Daarnaast zal de ER spreken over de lopende onderhandelingen over handelsakkoorden. Nederland heeft belang bij ambitieuze en gebalanceerde handelsakkoorden en is dan ook voorstander van snelle afronding van de onderhandelingen met bijvoorbeeld Mercosur. De Europese Raad zal ook spreken over de stappen die de EU kan zetten ten behoeve van een meer gelijk speelveld. Dit is recent ook besproken tijdens de informele Raad Buitenlandse Zaken/Handel. Het verslag van deze bijeenkomst is uw Kamer reeds toegegaan.

Bijeenkomst in Varna met Turkije

De Europese Raad zal spreken over de EU-Turkije relaties in aanloop naar de bijeenkomst van ER-Voorzitter Tusk en Commissievoorzitter Juncker, de Bulgaarse premier Borissov en president Erdogan in Varna op 26 maart. Het kabinet heeft grote zorgen over de ontwikkelingen ten aanzien van de rechtsstaat in Turkije en het Turkse offensief in Afrin. Nederland zal er, in lijn met de motie-Voordewind (Kamerstuk 21 501-02, nr. 1847), op aandringen dat de EU tijdens deze bijeenkomst Turkije stevig zal aanspreken op de schending van het staakt-het-vuren zoals neergelegd in VNVR-resolutie 2401. Turkije blijft een belangrijke partner voor de Unie, waarmee samengewerkt moet worden op terreinen van gemeenschappelijk belang zoals migratie, contraterrorisme en handel. Het kabinet ziet de bijeenkomst als een effectieve manier om de dialoog met Turkije open te houden en onze grote zorgen te adresseren.

# Opdrachten
**a.** Op welke datum vindt de bijeenkomst in Varna plaats volgens de tekst over de Europese Raad?
**b.** Schrijf uit de tekst over de Europese Raad woord voor woord over, te beginnen bij "De Europese Raad zal spreken" en eindigend bij "zorgen te adresseren.".
**c.** Ga na de laatste zin verder met de tekst over de Europese Raad.
Voor deze opdrachten heb je de regels niet nodig.

# Bronfragment
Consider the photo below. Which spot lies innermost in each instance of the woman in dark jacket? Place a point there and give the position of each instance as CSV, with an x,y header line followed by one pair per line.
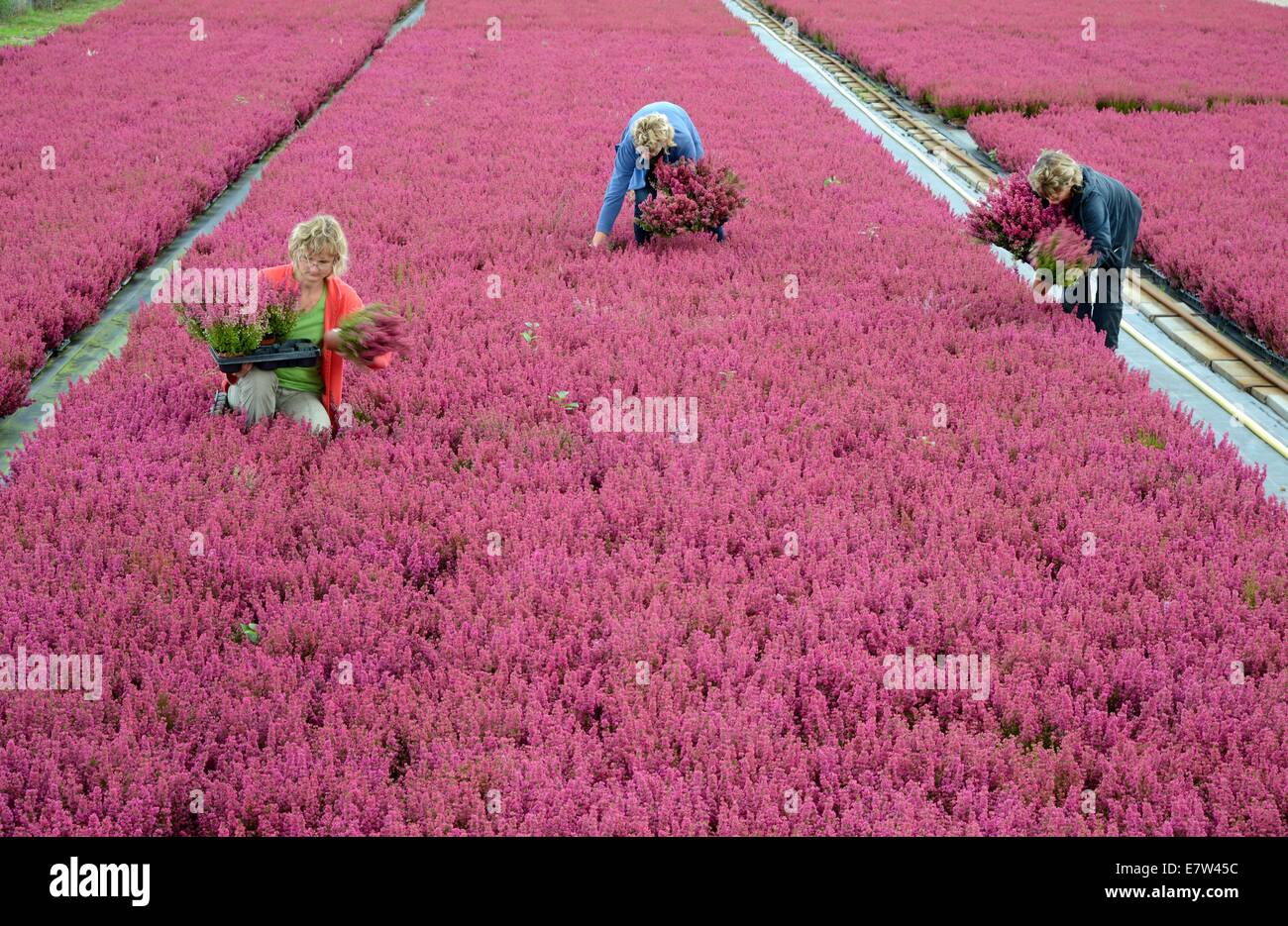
x,y
1109,215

# Antwoorden op volgorde
**a.** Op 26 maart.

**b.**
De Europese Raad zal spreken over de EU-Turkije relaties in aanloop naar de bijeenkomst van ER-Voorzitter Tusk en Commissievoorzitter Juncker, de Bulgaarse premier Borissov en president Erdogan in Varna op 26 maart. Het kabinet heeft grote zorgen over de ontwikkelingen ten aanzien van de rechtsstaat in Turkije en het Turkse offensief in Afrin. Nederland zal er, in lijn met de motie-Voordewind (Kamerstuk 21 501-02, nr. 1847), op aandringen dat de EU tijdens deze bijeenkomst Turkije stevig zal aanspreken op de schending van het staakt-het-vuren zoals neergelegd in VNVR-resolutie 2401. Turkije blijft een belangrijke partner voor de Unie, waarmee samengewerkt moet worden op terreinen van gemeenschappelijk belang zoals migratie, contraterrorisme en handel. Het kabinet ziet de bijeenkomst als een effectieve manier om de dialoog met Turkije open te houden en onze grote zorgen te adresseren.

**c.**
Kwestie Salisbury

De Europese Raad zal op verzoek van het Verenigd Koninkrijk spreken over de aanslag in Salisbury die op 4 maart met een chemisch wapen werd gepleegd op het leven van Sergej Skripal en zijn dochter. Het kabinet heeft deze aanslag ten zeerste veroordeeld en zijn diepe medeleven betuigd met de slachtoffers van deze aanslag en met het hele Britse volk. Nederland vindt elke inzet met chemische wapens verwerpelijk en vindt dat met het gebruik van een gifstof een internationale norm is overschreden. Gezien de ernst van de feiten is in de optiek van het kabinet niet alleen waarheidsvinding van groot belang, maar ook gerechtigheid. Nederland steunt het VK nadrukkelijk in zijn zoektocht naar de waarheid. Nederland heeft die steun ook nadrukkelijk uitgesproken in internationaal verband, waaronder de VN Veiligheidsraad, de Organisatie voor het Verbod op Chemische Wapens (OPCW), de Organisatie voor Veiligheid en Samenwerking in Europa (OVSE) en de Ontwapeningsconferentie. Uw Kamer is hierover per brief geïnformeerd.

Westelijke Balkan Top

De Europese Raad zal conclusies aannemen ter voorbereiding op de Westelijke Balkan Top, die op 17 mei a.s. in Sofia zal plaatsvinden. Nederland is tevreden met de inzet van het Voorzitterschap om de Top te richten op transport- en energieverbindingen en samenwerking op het terrein van veiligheid. Conform de Nederlandse inzet wenst het Voorzitterschap van Sofia geen uitbreidingstop te maken. Het «strikt en fair» EU-toetredingsbeleid blijft onverkort van kracht.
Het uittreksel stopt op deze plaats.